__Exercise prompt__
Reproduce every line of the items below word for word, omitting the pictures.
::::
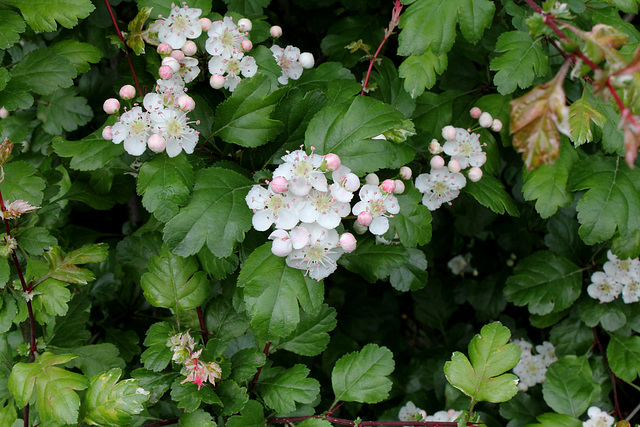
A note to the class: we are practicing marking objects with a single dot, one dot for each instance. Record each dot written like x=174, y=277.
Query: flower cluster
x=196, y=371
x=443, y=184
x=532, y=368
x=306, y=209
x=619, y=277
::::
__The output__
A note to the class: we are practicing marking objects with a single dot, one dot for each instance. Record each dot written like x=174, y=277.
Query: flower cluster
x=196, y=371
x=443, y=184
x=532, y=368
x=306, y=209
x=619, y=277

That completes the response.